* Source text

========================================================================

April 2002 - נִיסָן .. אִיָּר תשס״ב Nisan..Iyyar 5762

Chag Pesach Samayach - Happy Passover! Barbara and I would like to offer our sincerest best wishes to you and yours for a happy, healthy and kosher Passover.

The story of the Passover Haggadah is that of the Exodus from Egypt, which has become the subject of much scholarly writing and discussion of late. My colleague, Rabbi Wolpe, of Los Angeles, caused quite a furor last Passover when he preached a holiday sermon questioning the historical accuracy of the biblical account of the Exodus. Certainly many, perhaps even the medieval commentator Ibn Ezra, have challenged the number of Israelites who escaped Egypt. My teachers taught us that six hundred thousand was not 599,999 + 1. Rather the biblical Hebrew word eleph sometimes means one thousand, and sometimes it means a military unit, perhaps a battalion. Similarly the Hebrew word me'ah sometimes means one hundred, and sometimes it means a military unit, such as a platoon. Six hundred alephim (plural of eleph) could be six hundred battalions or even six platoons of battalions, where a platoon was eight to ten soldiers and battalion was up to a hundred troops. Six platoons would be forty eight to sixty times battalions of one hundred would be approximately five to six thousand men and their families. Still twenty five to forty thousand people in the desert is quite a logistical accomplishment.

========================================================================

[Object location annotation listing]
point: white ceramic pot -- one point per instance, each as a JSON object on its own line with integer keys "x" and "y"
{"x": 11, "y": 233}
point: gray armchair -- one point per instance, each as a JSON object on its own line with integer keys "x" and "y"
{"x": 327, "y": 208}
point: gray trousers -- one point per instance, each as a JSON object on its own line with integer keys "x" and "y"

========================================================================

* Problems and tasks
A. Can you express every line of the object location listing as a JSON list of strings, one string per line, leaving out any blank lines?
B. Could you supply the next part of the Passover text, picking up after its last sentence?
The Passover text and the listing have no connection to each other.

* Answers for this exercise
A.
[
  "point: white ceramic pot -- one point per instance, each as a JSON object on its own line with integer keys \"x\" and \"y\"",
  "{\"x\": 11, \"y\": 233}",
  "point: gray armchair -- one point per instance, each as a JSON object on its own line with integer keys \"x\" and \"y\"",
  "{\"x\": 327, \"y\": 208}",
  "point: gray trousers -- one point per instance, each as a JSON object on its own line with integer keys \"x\" and \"y\""
]

B.
Similarly, many have questioned the location of the Yam Suf, sometimes translated the Red Sea or Sea of Reeds, but probably best translated the Suf Sea. Rabbi Oblath, my close friend and colleague received his doctorate the same month that I did last summer. His dissertation tracks all of the locations mentioned in the Exodus story and conclusively argues that all of these place names occur both in the Sinai Desert and Transjordan.

Rabbi Oblath says that either all of these place names have twin locations, or the authors of the Exodus story used the Transjordan place names to tell the story, or the story has been edited to reflect the political separation of the Northern Kingdom Israel from the Southern Kingdom Judah. In any case, the Suf Sea would be the Gulf of Eilat and not in the middle of the Sinai.

And finally, a new book by Israel Finkelstein and Neil Silberman, The Bible Unearthed: Archaeology's New Vision of Ancient Israel and the Origin of Its Sacred Text, has argued that there is no archaeological proof for the Exodus. Arguing from a lack of archaeological evidence (an academic no-no) these authors conclude that the “Exodus did not happen at the time and in the manner described in the Bible.” If Rabbi Oblath is right, then there is no archaeological evidence because Finkelstein and Silberman are looking in the wrong place. And if my teachers at HUC were right, the numbers were not wildly exaggerated but we had mistranslated the terms as if they were numbers. Finally I believe that Finkelstein and Silberman are correct in their introduction: “Much of what is commonly taken from granted as accurate history - … - are, rather, the creative expressions of a powerful religious reform movement … Although these stories may have been based on certain historical kernels…”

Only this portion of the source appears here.